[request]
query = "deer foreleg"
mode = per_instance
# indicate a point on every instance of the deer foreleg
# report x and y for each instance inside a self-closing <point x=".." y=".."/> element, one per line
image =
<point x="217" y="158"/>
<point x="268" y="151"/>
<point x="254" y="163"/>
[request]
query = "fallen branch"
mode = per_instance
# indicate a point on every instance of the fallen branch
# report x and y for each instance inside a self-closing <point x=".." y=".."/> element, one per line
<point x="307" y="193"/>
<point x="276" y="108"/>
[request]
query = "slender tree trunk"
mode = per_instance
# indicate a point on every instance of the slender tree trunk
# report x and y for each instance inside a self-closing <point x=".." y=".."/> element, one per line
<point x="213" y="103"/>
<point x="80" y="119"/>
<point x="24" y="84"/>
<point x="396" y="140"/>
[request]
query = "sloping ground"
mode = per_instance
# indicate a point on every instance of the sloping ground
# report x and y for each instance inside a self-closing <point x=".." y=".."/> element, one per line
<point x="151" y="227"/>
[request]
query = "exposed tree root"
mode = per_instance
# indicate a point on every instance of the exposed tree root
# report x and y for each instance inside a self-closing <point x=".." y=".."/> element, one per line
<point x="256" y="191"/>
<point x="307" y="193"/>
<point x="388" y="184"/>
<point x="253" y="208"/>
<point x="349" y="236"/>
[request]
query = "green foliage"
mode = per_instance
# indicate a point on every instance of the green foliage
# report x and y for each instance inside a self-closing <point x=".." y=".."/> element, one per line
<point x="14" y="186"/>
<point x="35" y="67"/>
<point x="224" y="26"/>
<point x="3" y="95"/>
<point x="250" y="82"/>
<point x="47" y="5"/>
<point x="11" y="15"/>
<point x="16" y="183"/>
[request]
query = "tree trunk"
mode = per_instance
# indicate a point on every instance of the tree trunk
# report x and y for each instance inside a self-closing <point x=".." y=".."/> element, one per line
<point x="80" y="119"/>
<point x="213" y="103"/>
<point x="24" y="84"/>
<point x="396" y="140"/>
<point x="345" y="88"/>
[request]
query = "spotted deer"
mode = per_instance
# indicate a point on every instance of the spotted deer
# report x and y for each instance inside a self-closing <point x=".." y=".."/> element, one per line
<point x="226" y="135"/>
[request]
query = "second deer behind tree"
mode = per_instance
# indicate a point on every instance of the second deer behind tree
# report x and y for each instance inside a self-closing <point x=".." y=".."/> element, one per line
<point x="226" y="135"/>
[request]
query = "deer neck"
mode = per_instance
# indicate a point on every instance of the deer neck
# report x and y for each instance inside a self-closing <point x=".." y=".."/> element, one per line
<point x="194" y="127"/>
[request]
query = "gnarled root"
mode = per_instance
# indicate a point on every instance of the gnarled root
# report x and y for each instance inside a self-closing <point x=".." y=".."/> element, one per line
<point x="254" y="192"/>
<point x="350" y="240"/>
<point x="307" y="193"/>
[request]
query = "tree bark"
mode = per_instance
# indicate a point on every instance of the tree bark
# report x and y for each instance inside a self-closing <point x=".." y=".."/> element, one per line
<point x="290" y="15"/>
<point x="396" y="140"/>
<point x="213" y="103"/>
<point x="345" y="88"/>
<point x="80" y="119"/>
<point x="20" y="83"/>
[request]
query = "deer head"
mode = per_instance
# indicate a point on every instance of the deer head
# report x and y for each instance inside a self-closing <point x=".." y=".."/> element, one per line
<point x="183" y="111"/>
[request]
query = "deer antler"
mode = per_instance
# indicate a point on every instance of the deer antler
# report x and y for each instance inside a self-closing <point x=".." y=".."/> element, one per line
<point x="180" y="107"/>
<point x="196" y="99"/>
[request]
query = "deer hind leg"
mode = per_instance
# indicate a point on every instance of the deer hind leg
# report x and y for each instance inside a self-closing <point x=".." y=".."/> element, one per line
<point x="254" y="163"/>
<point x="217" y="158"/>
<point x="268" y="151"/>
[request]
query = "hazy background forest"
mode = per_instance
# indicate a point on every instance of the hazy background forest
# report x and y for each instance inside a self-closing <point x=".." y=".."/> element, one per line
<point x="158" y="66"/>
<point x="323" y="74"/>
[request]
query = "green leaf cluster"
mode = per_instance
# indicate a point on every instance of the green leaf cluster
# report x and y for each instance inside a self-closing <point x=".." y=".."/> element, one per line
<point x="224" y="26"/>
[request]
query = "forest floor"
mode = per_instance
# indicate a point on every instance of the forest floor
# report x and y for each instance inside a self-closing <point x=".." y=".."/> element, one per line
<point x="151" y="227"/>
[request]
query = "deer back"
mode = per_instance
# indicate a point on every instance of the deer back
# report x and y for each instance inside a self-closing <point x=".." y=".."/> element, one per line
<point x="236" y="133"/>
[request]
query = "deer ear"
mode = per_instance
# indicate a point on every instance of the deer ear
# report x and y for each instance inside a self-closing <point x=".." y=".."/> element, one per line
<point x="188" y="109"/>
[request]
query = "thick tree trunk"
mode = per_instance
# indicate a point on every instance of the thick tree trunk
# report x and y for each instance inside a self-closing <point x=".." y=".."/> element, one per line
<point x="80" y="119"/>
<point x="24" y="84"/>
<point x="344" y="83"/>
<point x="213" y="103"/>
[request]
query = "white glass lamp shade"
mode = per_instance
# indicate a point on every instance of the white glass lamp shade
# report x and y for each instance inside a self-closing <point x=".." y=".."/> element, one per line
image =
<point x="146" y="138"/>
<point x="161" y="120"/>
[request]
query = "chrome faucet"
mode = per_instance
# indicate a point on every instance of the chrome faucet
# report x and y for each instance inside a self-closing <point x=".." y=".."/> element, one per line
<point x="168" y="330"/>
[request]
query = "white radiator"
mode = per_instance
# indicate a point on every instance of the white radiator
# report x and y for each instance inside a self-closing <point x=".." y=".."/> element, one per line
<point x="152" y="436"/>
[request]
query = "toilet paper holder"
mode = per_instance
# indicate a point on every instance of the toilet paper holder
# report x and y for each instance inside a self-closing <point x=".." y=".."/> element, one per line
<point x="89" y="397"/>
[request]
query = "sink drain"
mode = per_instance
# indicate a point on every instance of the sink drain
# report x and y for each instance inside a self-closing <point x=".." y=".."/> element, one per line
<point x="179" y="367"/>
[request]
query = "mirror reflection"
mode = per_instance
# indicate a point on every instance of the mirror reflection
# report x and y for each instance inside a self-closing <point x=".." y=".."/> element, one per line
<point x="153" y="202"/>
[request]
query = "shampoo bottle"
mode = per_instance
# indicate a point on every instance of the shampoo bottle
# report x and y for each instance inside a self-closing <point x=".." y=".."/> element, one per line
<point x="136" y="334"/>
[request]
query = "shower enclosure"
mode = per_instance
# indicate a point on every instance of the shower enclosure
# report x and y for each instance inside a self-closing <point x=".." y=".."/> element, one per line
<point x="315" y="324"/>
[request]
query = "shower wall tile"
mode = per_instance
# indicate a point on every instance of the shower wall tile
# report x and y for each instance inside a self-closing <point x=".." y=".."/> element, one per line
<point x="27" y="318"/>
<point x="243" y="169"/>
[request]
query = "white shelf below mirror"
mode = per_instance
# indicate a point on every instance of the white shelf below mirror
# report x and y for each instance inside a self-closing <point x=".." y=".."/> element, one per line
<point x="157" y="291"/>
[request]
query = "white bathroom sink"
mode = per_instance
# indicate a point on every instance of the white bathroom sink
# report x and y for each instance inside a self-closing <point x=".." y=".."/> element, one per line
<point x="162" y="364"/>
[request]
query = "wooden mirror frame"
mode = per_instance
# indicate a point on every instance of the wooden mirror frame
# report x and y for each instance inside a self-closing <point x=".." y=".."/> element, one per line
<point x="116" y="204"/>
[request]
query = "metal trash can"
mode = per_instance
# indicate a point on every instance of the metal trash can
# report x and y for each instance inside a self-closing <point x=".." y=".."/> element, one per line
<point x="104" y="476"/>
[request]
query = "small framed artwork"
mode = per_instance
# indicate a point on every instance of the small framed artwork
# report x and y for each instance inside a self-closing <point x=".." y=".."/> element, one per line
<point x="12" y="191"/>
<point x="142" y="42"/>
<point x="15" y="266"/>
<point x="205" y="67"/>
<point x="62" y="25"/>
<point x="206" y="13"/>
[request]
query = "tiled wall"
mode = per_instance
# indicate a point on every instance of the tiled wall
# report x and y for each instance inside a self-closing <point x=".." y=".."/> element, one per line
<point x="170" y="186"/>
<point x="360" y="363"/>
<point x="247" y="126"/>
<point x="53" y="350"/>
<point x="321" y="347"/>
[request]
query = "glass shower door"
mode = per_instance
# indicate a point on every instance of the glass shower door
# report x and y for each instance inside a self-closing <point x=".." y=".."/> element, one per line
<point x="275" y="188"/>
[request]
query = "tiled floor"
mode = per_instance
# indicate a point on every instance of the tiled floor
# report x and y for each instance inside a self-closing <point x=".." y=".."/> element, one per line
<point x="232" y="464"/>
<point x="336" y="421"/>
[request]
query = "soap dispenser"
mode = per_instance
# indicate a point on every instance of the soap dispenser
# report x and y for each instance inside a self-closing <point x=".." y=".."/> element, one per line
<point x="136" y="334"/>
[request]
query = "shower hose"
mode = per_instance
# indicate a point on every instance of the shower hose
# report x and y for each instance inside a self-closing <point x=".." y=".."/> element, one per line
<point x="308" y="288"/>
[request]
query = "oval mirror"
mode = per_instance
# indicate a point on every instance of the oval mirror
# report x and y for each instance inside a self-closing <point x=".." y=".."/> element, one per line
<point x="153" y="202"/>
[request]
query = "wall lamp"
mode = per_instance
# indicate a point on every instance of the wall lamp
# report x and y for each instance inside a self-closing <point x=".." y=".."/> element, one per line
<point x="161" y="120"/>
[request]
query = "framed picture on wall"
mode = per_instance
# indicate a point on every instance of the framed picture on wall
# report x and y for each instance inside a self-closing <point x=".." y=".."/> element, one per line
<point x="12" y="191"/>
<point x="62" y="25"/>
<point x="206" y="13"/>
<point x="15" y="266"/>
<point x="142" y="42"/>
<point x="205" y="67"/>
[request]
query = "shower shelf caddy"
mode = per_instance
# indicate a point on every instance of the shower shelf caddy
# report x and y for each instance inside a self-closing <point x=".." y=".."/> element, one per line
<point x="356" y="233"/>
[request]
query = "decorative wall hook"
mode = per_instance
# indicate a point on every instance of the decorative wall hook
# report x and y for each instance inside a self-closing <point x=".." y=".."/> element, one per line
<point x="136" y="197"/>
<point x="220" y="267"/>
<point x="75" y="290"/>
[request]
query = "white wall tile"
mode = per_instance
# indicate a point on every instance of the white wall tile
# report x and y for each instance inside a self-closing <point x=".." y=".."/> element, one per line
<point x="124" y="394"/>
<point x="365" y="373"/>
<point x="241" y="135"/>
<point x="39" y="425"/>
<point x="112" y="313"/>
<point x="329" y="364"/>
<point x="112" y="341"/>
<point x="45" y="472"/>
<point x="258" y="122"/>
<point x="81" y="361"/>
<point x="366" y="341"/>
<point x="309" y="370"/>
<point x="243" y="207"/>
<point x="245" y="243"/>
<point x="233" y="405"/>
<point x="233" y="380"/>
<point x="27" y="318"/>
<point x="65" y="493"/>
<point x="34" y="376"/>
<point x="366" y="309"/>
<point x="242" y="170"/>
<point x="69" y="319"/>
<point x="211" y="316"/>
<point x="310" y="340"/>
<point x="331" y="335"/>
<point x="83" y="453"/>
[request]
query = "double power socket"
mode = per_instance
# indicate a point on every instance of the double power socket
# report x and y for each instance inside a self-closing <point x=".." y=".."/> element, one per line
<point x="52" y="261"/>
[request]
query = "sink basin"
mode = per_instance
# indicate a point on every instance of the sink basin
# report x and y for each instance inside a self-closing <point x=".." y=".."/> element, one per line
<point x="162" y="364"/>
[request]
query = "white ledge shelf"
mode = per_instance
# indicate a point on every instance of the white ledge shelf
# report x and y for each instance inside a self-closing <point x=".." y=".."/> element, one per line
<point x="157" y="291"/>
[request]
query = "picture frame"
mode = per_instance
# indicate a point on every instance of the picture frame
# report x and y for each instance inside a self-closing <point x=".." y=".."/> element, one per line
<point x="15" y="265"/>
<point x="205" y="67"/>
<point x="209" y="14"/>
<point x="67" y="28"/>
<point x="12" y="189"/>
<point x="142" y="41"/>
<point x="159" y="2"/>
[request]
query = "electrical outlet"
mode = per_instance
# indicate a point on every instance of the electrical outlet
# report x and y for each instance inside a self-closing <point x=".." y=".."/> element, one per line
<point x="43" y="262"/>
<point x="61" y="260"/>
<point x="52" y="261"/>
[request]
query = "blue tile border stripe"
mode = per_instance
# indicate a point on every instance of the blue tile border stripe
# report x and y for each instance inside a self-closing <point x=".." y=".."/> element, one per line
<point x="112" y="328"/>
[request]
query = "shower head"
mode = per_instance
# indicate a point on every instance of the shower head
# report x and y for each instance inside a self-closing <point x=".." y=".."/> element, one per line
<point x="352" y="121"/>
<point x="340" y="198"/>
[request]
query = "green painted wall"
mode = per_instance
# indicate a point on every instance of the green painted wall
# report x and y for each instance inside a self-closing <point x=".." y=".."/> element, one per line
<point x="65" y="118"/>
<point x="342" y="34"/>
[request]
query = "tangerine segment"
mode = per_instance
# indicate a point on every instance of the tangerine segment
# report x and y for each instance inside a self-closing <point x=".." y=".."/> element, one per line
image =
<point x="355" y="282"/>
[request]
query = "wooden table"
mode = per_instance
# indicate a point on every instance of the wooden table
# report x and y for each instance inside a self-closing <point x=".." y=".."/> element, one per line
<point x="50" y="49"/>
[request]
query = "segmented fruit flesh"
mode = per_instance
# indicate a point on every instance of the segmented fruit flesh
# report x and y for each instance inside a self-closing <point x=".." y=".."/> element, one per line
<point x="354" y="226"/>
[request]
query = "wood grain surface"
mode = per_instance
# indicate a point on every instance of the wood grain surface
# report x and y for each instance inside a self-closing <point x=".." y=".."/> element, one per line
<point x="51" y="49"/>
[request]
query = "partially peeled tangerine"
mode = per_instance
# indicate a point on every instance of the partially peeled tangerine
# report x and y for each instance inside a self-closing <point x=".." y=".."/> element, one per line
--------------------------------
**TRY IT:** Which of the lines above include the word "spotted"? List those lines.

**SOLUTION TO THIS EXERCISE:**
query = "spotted deer"
# indicate a point on every instance of the spotted deer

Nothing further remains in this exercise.